| Problem description |
Copy out the listing that follows exactly, dropping every picture.

====================

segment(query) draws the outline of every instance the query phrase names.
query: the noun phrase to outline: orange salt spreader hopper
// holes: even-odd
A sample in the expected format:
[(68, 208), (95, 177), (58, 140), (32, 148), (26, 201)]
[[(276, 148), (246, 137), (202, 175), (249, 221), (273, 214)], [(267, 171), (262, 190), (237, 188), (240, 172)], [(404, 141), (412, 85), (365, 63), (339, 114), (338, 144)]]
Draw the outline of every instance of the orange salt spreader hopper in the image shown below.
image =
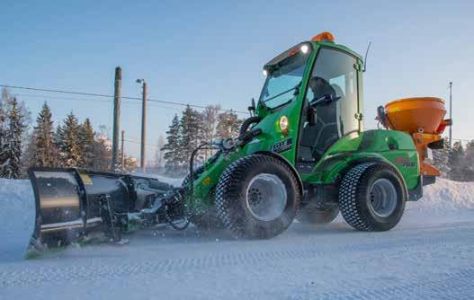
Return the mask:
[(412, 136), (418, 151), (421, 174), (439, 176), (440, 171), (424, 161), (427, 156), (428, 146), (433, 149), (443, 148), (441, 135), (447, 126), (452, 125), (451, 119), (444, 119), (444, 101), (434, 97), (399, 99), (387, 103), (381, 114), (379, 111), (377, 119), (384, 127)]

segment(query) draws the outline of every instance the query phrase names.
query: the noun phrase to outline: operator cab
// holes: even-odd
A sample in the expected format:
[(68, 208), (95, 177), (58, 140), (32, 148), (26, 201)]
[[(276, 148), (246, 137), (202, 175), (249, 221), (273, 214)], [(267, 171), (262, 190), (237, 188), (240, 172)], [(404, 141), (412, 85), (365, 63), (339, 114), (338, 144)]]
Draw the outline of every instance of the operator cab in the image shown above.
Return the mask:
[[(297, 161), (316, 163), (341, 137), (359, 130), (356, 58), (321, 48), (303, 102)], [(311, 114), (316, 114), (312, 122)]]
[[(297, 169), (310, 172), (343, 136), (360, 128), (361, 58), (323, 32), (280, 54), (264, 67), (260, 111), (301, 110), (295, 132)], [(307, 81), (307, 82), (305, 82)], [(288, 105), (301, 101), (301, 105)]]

====================

| Exercise output |
segment(query) draws the outline of every instance the query phrase names.
query: the noun phrase to outline: orange salt spreader hopper
// holes: even-odd
A sample in the expected format:
[(68, 208), (95, 177), (58, 140), (32, 148), (26, 201)]
[[(276, 148), (246, 137), (202, 175), (249, 221), (273, 214)], [(267, 171), (262, 190), (237, 188), (240, 172)], [(404, 141), (412, 85), (365, 63), (339, 114), (338, 144)]]
Draw the outline of every instance of the orange salt spreader hopper in the image shown below.
image =
Return the mask:
[(412, 136), (418, 151), (421, 174), (439, 176), (440, 171), (424, 161), (427, 156), (428, 146), (433, 149), (443, 148), (441, 135), (447, 126), (452, 125), (451, 119), (444, 119), (444, 101), (434, 97), (399, 99), (387, 103), (381, 114), (379, 111), (377, 119), (384, 127)]

segment(query) draws the outline of every instance the query phrase names.
query: the noun phrase to outline: operator cab
// holes: even-odd
A sample in the expected format:
[(68, 208), (95, 177), (58, 140), (32, 148), (26, 201)]
[[(276, 148), (246, 137), (202, 175), (249, 221), (273, 214)], [(267, 171), (262, 190), (237, 188), (240, 172)], [(404, 141), (412, 85), (365, 63), (339, 114), (338, 144)]]
Draw the outline of every instance of the operator cab in the image shown above.
Return the mask:
[[(297, 161), (316, 163), (341, 137), (359, 130), (356, 58), (321, 48), (303, 102)], [(311, 114), (316, 114), (312, 122)]]
[[(297, 169), (310, 172), (343, 136), (360, 128), (361, 58), (323, 32), (280, 54), (264, 67), (260, 111), (301, 110), (295, 132)], [(307, 81), (307, 82), (305, 82)], [(288, 105), (301, 101), (301, 105)]]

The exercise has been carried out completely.